--- START OF Data supplied ---

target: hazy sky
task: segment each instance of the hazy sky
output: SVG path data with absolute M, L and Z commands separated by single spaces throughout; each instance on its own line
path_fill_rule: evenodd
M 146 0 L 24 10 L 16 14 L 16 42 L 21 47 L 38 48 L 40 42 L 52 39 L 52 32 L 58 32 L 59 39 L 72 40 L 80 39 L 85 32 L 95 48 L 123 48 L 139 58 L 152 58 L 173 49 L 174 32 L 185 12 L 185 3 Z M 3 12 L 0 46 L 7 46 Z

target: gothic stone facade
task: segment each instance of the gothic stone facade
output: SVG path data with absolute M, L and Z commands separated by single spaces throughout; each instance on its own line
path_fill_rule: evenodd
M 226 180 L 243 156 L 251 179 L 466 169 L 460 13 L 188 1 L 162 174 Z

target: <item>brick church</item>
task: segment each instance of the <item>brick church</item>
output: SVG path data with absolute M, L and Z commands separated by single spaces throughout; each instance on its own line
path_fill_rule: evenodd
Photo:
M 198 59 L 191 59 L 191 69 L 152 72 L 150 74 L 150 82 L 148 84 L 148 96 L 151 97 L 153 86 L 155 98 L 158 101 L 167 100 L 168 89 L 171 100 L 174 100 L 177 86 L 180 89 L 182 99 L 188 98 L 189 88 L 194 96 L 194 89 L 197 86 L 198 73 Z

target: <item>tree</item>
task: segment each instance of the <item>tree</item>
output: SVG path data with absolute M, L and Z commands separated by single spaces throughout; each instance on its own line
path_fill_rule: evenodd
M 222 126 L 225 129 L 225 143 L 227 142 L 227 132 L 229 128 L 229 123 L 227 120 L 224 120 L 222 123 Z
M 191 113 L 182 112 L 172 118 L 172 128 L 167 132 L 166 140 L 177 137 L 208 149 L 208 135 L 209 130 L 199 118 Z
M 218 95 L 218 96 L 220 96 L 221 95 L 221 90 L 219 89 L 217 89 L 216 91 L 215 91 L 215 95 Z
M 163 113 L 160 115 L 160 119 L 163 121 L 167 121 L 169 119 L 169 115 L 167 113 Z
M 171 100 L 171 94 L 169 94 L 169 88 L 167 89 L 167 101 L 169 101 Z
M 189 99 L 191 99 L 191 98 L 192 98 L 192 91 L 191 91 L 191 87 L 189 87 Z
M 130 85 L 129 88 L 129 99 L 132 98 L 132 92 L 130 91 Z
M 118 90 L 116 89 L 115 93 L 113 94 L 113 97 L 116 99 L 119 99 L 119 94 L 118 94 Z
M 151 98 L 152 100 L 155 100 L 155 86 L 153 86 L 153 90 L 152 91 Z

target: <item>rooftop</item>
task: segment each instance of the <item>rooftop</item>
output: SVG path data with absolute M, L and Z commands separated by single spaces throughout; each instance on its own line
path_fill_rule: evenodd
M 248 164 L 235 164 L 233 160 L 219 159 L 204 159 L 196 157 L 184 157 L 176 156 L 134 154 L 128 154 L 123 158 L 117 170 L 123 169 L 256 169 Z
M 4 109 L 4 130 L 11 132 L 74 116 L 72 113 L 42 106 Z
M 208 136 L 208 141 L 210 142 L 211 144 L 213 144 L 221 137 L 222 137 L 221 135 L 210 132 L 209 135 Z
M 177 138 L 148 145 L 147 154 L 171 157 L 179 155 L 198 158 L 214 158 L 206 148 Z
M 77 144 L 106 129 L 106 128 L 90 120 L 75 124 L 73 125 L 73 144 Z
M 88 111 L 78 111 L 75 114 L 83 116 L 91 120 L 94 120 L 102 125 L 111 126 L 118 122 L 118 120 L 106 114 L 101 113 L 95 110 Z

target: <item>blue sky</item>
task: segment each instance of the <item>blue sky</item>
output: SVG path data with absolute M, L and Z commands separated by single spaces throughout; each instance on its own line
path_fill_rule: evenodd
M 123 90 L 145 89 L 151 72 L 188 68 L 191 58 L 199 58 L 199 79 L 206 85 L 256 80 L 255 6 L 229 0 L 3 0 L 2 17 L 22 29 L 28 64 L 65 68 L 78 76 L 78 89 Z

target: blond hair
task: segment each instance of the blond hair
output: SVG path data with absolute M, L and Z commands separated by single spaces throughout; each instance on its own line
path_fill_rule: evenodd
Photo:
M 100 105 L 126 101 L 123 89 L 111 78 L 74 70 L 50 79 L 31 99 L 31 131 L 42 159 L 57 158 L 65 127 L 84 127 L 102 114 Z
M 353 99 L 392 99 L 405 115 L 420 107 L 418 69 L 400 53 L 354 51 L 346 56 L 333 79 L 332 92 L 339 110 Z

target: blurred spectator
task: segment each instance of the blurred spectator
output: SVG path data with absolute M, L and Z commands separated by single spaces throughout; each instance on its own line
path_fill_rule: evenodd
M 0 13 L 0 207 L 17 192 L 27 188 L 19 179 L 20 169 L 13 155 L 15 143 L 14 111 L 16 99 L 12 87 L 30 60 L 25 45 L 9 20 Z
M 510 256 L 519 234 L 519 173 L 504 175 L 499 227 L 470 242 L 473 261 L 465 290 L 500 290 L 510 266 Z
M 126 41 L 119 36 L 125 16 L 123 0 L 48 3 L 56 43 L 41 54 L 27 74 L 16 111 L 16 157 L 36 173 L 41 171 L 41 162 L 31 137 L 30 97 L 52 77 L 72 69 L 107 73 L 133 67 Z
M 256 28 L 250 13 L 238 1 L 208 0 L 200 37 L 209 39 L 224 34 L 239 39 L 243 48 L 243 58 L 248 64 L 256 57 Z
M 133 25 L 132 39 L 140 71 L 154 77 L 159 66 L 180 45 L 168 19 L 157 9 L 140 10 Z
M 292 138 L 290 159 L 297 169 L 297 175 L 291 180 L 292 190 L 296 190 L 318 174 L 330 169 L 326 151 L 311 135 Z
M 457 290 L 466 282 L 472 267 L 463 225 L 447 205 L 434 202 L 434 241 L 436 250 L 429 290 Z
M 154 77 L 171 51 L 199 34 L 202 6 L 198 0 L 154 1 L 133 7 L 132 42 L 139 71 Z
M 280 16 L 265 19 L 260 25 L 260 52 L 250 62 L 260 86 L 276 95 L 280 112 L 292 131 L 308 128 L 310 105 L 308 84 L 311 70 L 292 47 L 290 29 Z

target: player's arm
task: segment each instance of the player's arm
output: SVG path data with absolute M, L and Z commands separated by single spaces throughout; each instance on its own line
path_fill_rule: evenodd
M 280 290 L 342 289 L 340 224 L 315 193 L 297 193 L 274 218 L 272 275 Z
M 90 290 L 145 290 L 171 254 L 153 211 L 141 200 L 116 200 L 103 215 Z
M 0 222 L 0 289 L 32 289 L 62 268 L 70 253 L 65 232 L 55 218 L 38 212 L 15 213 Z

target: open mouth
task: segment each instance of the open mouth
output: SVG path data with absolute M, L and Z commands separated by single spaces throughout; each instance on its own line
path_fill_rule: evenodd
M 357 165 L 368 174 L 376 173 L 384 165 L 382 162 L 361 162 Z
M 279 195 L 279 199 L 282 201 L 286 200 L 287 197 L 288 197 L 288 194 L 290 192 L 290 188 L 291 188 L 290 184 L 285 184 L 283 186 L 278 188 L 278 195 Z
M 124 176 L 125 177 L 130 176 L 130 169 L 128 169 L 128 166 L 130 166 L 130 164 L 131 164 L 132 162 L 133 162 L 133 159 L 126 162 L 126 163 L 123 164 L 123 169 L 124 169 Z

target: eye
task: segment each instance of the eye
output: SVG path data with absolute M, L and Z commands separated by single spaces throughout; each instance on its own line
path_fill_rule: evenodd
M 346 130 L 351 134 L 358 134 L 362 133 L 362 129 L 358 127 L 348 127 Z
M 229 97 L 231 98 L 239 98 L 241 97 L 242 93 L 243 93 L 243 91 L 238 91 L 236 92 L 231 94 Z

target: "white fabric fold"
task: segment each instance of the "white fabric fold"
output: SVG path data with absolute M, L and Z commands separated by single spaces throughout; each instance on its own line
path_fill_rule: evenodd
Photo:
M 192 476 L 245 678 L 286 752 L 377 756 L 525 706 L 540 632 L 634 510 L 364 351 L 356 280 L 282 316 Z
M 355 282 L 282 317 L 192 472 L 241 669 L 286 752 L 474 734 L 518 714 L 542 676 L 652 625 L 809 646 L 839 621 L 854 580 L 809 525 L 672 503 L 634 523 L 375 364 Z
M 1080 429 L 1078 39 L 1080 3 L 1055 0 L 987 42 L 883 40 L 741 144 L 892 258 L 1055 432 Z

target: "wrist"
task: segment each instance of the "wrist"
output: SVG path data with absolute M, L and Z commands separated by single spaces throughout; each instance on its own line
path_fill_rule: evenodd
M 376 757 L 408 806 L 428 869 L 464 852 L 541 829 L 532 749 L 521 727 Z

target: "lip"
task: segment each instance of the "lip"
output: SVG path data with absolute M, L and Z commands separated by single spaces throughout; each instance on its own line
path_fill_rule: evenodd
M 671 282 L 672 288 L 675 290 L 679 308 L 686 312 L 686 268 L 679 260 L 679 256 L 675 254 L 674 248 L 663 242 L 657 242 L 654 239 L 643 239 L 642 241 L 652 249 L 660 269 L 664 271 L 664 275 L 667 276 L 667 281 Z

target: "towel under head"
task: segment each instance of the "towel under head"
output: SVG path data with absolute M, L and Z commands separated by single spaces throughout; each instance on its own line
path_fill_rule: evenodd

--- END OF Data supplied ---

=== Short exercise ===
Could you rewrite the stretch from the line containing "target: blond hair" through the line containing "M 353 99 L 392", swapping "blond hair" for "blonde hair" and leaving everything else as it is?

=== Task output ===
target: blonde hair
task: segment each instance of the blonde hair
output: SVG path data with absolute M, L and Z commands separated by single spaces throughout; each instance on its own line
path_fill_rule: evenodd
Photo:
M 100 105 L 126 101 L 123 89 L 111 78 L 74 70 L 50 79 L 31 99 L 31 131 L 42 159 L 57 158 L 65 127 L 84 127 L 102 114 Z
M 353 99 L 392 99 L 405 115 L 420 107 L 418 69 L 400 53 L 354 51 L 346 56 L 333 79 L 332 92 L 339 110 Z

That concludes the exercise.